=== Données de travail ===

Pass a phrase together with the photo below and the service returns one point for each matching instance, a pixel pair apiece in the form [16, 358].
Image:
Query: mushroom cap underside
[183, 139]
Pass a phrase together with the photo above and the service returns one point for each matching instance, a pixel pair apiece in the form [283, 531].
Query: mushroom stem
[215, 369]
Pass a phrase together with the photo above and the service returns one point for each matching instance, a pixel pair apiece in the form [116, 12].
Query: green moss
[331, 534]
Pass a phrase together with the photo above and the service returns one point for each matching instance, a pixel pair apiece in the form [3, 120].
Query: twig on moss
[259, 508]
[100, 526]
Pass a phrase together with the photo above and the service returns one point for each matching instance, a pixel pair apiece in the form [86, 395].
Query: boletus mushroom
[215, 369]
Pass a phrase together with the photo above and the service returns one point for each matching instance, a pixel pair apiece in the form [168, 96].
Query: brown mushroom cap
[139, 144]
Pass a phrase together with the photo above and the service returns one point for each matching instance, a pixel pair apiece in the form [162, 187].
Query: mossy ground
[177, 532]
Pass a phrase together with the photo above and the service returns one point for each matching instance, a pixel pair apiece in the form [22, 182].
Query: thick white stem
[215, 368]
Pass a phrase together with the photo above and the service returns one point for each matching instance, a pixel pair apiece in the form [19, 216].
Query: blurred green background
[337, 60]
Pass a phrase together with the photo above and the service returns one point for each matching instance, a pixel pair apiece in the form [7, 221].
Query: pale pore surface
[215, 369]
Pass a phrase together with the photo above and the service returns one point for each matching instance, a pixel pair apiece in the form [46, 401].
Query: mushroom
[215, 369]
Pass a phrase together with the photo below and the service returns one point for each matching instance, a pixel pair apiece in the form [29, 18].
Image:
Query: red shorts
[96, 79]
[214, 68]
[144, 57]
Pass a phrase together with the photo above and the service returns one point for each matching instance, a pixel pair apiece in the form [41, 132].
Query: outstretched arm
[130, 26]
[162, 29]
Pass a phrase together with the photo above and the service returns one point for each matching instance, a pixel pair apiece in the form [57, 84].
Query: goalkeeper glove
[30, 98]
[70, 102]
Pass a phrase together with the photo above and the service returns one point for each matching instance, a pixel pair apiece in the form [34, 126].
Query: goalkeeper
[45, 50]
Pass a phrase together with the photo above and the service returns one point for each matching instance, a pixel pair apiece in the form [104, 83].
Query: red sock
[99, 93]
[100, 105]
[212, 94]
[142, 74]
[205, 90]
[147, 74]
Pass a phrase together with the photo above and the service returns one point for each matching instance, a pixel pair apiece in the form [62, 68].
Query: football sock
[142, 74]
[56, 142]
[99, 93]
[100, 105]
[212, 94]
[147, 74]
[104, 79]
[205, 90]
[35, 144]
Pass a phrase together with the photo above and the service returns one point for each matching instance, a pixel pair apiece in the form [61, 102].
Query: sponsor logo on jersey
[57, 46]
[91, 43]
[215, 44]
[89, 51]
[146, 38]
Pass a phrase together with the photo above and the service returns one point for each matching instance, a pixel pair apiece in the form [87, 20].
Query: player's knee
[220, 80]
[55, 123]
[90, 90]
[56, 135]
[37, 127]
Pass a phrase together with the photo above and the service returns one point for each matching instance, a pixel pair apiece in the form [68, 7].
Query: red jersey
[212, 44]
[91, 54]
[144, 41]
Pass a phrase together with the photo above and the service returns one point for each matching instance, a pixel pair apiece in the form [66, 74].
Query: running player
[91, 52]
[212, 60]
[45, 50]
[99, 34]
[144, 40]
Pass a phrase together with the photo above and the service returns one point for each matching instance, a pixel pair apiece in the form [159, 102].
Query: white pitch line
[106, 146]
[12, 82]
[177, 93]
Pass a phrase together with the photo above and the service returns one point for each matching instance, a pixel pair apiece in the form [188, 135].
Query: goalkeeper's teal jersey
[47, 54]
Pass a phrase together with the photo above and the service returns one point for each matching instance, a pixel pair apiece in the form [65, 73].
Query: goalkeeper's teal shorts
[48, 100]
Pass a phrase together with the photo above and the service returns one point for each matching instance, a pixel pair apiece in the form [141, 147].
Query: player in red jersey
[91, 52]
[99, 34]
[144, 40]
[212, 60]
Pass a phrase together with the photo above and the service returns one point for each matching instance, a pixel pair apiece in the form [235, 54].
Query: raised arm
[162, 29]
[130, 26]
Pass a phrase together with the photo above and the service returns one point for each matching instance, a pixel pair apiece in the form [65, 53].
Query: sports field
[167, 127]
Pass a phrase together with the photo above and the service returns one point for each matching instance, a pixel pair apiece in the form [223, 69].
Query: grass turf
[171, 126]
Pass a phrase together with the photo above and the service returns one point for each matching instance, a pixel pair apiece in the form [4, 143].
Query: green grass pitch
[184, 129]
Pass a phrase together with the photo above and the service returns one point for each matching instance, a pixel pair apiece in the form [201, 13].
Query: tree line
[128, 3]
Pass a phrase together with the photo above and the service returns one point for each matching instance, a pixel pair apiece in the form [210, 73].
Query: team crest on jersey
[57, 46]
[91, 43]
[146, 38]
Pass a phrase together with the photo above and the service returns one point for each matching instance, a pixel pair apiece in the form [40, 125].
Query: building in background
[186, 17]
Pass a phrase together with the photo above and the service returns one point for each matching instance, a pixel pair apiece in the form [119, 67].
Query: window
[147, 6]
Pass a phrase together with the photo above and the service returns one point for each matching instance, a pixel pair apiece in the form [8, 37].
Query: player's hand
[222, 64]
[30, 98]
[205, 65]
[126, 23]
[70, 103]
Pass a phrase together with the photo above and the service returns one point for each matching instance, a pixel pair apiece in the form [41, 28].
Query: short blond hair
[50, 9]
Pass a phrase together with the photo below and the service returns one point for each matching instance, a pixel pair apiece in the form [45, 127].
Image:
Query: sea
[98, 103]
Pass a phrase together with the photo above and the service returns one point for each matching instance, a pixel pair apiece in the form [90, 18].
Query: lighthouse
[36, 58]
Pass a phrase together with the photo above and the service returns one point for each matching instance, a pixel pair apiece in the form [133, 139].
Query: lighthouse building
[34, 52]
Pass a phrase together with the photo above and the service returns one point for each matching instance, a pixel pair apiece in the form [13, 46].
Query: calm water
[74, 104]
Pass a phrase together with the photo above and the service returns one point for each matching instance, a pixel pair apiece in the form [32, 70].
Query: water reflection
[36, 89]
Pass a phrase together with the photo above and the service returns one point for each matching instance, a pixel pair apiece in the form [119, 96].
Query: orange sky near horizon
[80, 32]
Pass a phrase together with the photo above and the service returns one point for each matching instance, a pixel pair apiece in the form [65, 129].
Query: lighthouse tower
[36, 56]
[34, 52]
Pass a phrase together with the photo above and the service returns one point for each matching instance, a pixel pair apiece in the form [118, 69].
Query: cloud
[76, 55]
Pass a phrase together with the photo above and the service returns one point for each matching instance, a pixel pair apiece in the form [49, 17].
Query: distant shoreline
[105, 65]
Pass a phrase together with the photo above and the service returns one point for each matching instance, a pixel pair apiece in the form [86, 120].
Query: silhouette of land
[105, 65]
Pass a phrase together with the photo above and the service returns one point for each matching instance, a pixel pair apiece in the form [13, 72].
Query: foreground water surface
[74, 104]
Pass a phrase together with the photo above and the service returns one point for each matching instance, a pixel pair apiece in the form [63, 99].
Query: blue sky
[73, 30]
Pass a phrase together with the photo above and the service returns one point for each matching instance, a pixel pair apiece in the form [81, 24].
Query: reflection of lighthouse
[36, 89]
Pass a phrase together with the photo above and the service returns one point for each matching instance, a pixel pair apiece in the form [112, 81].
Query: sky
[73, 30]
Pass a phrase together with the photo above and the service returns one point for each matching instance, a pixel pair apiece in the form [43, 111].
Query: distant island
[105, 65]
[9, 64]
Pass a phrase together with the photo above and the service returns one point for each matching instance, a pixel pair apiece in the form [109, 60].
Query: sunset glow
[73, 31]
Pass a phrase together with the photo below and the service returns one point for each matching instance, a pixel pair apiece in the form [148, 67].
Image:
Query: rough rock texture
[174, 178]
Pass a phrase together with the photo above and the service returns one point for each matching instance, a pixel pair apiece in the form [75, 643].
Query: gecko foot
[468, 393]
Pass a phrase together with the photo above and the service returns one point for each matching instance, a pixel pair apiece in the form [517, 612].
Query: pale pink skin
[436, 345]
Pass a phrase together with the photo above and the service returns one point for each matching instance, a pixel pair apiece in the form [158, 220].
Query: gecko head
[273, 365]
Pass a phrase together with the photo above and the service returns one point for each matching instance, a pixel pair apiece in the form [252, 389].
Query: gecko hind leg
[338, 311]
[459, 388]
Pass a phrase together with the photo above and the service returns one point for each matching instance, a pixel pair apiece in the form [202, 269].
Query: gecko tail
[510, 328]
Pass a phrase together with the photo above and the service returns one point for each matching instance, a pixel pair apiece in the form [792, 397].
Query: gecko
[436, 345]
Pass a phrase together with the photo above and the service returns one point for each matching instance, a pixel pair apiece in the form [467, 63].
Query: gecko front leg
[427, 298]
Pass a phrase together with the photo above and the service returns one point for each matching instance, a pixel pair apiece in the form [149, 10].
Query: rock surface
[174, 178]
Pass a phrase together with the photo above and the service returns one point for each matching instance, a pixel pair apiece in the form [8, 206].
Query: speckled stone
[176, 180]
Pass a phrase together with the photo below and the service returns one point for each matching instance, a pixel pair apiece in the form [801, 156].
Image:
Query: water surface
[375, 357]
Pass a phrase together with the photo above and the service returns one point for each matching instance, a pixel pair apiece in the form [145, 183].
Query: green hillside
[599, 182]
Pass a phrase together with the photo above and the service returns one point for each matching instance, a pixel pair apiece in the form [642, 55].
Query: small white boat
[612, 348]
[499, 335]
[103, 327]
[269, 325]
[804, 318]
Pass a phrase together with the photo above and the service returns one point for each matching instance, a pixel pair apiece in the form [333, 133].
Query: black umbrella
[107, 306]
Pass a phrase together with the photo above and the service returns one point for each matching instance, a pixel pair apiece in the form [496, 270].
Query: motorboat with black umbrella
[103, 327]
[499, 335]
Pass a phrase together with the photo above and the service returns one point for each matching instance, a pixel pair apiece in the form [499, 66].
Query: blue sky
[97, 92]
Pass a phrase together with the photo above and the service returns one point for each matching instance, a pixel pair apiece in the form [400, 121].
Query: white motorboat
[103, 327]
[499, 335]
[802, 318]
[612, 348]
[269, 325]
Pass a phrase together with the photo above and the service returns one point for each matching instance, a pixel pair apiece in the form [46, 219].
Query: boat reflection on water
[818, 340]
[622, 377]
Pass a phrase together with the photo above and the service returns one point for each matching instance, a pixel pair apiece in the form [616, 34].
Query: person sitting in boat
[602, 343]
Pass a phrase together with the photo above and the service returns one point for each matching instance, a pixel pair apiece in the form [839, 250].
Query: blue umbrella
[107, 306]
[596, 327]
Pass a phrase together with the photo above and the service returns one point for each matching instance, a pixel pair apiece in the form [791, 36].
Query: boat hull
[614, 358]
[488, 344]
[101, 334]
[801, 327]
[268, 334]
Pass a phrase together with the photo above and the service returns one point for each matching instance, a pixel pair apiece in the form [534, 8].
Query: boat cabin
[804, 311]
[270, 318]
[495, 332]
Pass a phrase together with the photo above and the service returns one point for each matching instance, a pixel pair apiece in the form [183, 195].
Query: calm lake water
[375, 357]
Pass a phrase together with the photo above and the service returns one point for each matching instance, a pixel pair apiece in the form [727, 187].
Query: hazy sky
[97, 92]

===

Consigne écrite – Recopiez le listing à partir de la ligne qui contient "form [616, 34]." jusqu'à sa fin, ces deux bornes comprises. Remplacez-y "blue umbrella" par "red umbrella" sans rien changer d'autre.

Tâche réalisée –
Pass a phrase together with the photo above and the service returns one point for each matching instance, a pixel pair apiece in the form [616, 34].
Query: person sitting in boat
[602, 343]
Pass a phrase together with the photo above and the service returns one point for each matching instance, a pixel pair apiece in the form [839, 250].
Query: red umbrella
[107, 306]
[596, 327]
Pass a phrase together with the photo above and the service returns one point for each matching instance, a pixel pair apiece in the form [791, 36].
Query: boat hull
[614, 358]
[488, 344]
[101, 334]
[801, 327]
[268, 334]
Pass a phrase together with the photo above and the service returns one point for each matching instance, a pixel pair apiece in the form [534, 8].
Query: boat cabin
[804, 311]
[270, 318]
[495, 332]
Pass a phrase together with the photo above and the service returns one point for each matching instance, a pixel pair apiece in the form [183, 195].
Query: calm lake water
[375, 357]
Pass a phrase together with the photo above and the service returns one point for each matching instance, a pixel pair apiece in the form [727, 187].
Query: hazy sky
[97, 92]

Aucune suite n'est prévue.